■ **Exercise goal**
The reply must repeat each entry exactly and contain no pictures.

■ **Task input**
• • • • •
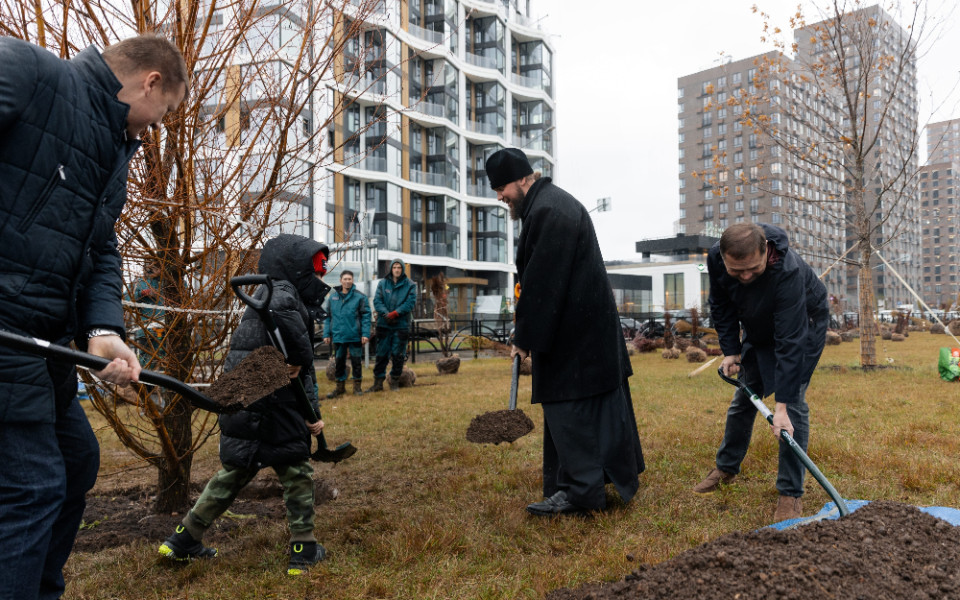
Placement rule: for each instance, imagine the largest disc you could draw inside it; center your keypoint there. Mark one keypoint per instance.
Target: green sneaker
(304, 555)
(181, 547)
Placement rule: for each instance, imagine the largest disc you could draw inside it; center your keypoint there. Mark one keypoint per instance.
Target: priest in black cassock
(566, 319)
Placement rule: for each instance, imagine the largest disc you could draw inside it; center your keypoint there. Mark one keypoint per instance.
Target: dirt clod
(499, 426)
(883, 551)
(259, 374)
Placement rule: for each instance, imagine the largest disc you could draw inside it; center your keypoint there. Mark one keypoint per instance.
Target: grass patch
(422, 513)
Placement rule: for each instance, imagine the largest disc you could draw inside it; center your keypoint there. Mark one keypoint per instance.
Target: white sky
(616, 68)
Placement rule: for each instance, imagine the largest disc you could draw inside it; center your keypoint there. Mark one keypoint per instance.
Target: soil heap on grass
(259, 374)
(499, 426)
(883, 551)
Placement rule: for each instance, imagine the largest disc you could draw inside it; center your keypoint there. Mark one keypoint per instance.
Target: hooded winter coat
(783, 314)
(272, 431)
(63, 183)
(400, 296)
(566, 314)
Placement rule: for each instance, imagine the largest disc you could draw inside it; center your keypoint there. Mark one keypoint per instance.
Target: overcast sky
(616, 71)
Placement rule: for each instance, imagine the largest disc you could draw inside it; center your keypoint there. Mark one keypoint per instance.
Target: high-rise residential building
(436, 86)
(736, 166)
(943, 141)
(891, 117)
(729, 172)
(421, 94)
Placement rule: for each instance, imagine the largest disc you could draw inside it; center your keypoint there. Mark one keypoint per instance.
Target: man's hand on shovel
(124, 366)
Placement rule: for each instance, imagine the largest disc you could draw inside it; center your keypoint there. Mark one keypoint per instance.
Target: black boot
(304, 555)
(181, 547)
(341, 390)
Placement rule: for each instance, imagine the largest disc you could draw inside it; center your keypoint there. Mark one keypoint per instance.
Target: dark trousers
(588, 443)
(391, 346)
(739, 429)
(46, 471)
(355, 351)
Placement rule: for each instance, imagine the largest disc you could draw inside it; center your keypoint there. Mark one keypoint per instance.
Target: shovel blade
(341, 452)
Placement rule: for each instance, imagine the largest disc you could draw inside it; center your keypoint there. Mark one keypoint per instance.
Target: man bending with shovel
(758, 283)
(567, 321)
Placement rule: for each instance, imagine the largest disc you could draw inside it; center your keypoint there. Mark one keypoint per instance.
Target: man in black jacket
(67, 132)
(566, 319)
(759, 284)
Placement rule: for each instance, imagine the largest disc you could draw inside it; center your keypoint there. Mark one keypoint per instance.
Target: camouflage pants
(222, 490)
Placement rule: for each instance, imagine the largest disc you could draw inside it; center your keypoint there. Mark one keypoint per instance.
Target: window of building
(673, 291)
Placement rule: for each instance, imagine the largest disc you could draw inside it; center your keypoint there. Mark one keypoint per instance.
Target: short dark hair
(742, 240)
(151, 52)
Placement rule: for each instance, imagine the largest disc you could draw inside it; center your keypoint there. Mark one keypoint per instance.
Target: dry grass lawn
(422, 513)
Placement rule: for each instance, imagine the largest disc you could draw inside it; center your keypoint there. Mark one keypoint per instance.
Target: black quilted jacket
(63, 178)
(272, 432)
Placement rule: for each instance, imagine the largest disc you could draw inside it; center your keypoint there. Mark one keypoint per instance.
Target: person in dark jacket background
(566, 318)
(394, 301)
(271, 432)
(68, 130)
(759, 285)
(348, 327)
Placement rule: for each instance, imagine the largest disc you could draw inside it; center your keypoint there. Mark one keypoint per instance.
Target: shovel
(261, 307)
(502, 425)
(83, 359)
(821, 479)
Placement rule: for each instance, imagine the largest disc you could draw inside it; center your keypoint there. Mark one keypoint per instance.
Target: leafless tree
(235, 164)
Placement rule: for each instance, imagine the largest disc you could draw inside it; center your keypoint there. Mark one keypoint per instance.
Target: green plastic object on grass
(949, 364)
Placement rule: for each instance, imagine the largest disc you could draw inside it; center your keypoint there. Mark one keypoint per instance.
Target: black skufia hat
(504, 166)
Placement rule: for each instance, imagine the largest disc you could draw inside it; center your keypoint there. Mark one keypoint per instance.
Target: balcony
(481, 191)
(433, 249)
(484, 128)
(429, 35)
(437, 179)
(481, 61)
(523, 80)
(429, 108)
• • • • •
■ **Your solution**
Placement rule: for each instance, imagine the largest disc you could draw inside it; center your keypoint there. Mark one keypoint per instance.
Target: green sneaker
(304, 555)
(181, 547)
Placement rule: for each instance, imagine the largest disc you could draw inside it; center your keypoint there. Mark one keypoint per instance.
Target: priest in black cassock
(566, 319)
Placement rule: for each instance, imagine the largest disc you could draw inside it; center your keypoint there. Mark one keypoint per instance.
Target: dirt clod
(499, 426)
(883, 551)
(259, 374)
Placement rule: for each instance, imagine the largest disc you could draw inside it; center your keypoint there. Mark one keypoint per instance.
Target: grass patch
(422, 513)
Placement rule: for each instance, imagine the largest disc you could draw inside it; center your keypoint there. Mark one keypoint per instance.
Target: white sky
(616, 68)
Placement rule: for each instance, imagine the largest disc you could draw inside it; center your keypoint there. Mark one keypoint per instance.
Target: soil heap on grass
(259, 374)
(499, 426)
(883, 551)
Placement rule: for each instance, imagine the largest disc you could draw inside it; center your keypoint there. Mark one keypoint per instance.
Target: hooded winter coat
(783, 314)
(272, 431)
(63, 183)
(400, 296)
(566, 314)
Placement rule: for each instance, imagine the largest disc you could draw inside it; center your keypoint there. Mark one keypoint per instance.
Target: overcast sky
(616, 71)
Placement rule: for each instance, imagine the largest disc you could draw inside it; center your keypoint there. Mark one keypoint per instance.
Target: high-rise residential building
(436, 86)
(736, 166)
(943, 141)
(891, 117)
(729, 172)
(421, 94)
Placement rule: for each instance, imagine the largest disc you could draw inside it; center your keypoint there. Mark one keypoint per instance.
Target: man's hand on shovel
(124, 366)
Placement rule: for each instance, imagine the largest disc you could draw inside it; center your keypoint there. Mark one keypoint per instance.
Target: black boot
(304, 555)
(181, 547)
(341, 390)
Placement rule: for each instance, imagine the largest disc you could draw inside it; center your keypoint there. Mark one keypoint per instance.
Target: dark trousers
(588, 443)
(391, 346)
(739, 429)
(46, 471)
(355, 351)
Placement rule: for each instance, imagine the largest disc you could draw inside it; center your keypoint there. Mark one keypoint per instance.
Target: shovel blade
(341, 452)
Placement rule: for each instance, imagine the largest disc you could draw inside it; center your keypoint there. Mark one keypoint per instance.
Target: man bending with shovel
(758, 283)
(567, 321)
Placement rule: for each instance, imagine the largest disc you could draw inside it; center your keypoint there. Mark one keypoint per instance.
Target: man in black jacket
(67, 132)
(566, 319)
(759, 284)
Placement rule: for each instance, imagine the largest disc you could draw inside it; center your keypoint there. Mark one keypoint per instance.
Target: camouflage pants
(222, 490)
Placement rule: for each instance, imagine the largest disc you could draw inside it; center your keypoint there. Mark one keypoint per instance.
Target: window of building
(673, 291)
Placement rule: for each instance, imagine the largest disc you could draw inside it; center your keypoint there. Mark one keypoint per instance.
Target: short dark hair
(742, 240)
(151, 52)
Placement rule: for each instance, imagine the largest disc you could draw inside it; center your keypoint there. Mark one keypoint per instance.
Target: dry grass lawn
(422, 513)
Placement rule: for each instance, imagine the largest disc you could draw inside it; center your keypoint there. Mark one keypoint per instance.
Target: black quilted jacket
(63, 178)
(272, 432)
Placement rule: for each instance, imagine the largest disc you could draw inside it; center your keypoint there. Mark one keypoint per instance.
Target: person in dark jacket background
(566, 318)
(394, 301)
(271, 432)
(68, 130)
(759, 285)
(348, 327)
Placement rule: for each instance, imagine the largest disc you could draw inside it; center your keypoint there. Mark one keypoint per instance.
Target: shovel
(261, 307)
(502, 425)
(83, 359)
(821, 479)
Placement rule: for each instance, imagine the largest disc you could draw inside it; center your keypoint there. Mark one keypoint per instance.
Target: leafless tree
(235, 164)
Placement rule: for each instance, imagine the largest disc you could draw inside it; center your keypoint there. Mark one keypoint per instance.
Target: green plastic object on grass
(949, 364)
Placement rule: for each instance, imagine the largest disc you could draw inside it; center your keypoint there. Mark one keypoint per instance.
Target: black skufia hat
(504, 166)
Placement rule: for each instance, imagine the largest disc you could draw inside it; center your keypoint there. Mark one keypoint per instance.
Target: balcony
(481, 191)
(433, 249)
(484, 128)
(429, 35)
(437, 179)
(481, 61)
(523, 80)
(429, 108)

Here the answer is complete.